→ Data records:
----------------
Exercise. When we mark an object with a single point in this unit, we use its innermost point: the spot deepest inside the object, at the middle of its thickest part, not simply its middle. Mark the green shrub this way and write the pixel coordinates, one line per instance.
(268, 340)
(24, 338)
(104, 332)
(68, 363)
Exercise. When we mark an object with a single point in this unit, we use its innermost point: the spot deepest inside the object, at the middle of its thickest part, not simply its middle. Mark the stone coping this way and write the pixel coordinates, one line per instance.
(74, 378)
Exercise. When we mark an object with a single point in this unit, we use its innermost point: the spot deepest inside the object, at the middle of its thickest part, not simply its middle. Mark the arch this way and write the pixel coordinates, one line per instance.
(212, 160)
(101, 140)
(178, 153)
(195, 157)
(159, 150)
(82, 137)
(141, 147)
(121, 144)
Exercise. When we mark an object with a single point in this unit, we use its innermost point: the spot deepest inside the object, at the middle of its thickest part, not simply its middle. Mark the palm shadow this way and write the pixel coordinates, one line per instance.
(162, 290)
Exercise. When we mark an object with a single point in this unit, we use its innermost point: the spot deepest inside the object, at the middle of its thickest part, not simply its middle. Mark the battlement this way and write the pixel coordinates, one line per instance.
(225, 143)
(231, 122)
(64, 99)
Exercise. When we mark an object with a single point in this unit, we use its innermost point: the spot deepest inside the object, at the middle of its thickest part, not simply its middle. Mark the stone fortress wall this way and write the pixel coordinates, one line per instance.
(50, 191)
----------------
→ Exercise:
Restate each line above word for word.

→ Result of this task:
Exercise. When we mark an object with a single point in this unit, we use its innermost point: the spot deepest inside the object, at the middle of its thickest part, not simply its middle. Mark the green shrub this way and write the pixel coordinates, one line per instance.
(268, 340)
(24, 338)
(104, 332)
(68, 363)
Exercise. When we mark an object with a single point in this unit, we use its innermost point: the spot deepest inside the object, at the middle of its thickest part, not simply its middle. Mark the stone coping this way and write the pixel coordinates, one line per instance.
(74, 378)
Exercise. When we mark an object with a single point in this unit, we use its innermost point: the spot deepest inside the object, at the middle of its thickest part, not simply its middle. Mark the arch this way and write the pixel coordinates, one line per instance.
(212, 160)
(101, 140)
(178, 153)
(195, 157)
(159, 150)
(82, 137)
(141, 147)
(121, 144)
Exercise. When we mark an object with a single point in this unit, we use its innermost point: the spot deepest inside the object, at the middle of its thickest part, not simply its middle. Mark the palm shadow this way and write the pixel coordinates, one line per instance.
(162, 290)
Exercise. When we mark an object with a single point in this unit, we use its innermost point: the spot deepest inside the object, at the middle of its thickest part, not simply its middle. Mark the battlement this way and write the pixel coordinates, one line per instance.
(225, 143)
(231, 122)
(64, 99)
Exercise. When we mark an object with a single point in this unit, we use its innermost point: the spot deepest inside the object, at the middle of its thickest part, not simply its middle. Mark the stone fortress wall this way and write the pixel coordinates, one line per instance.
(50, 191)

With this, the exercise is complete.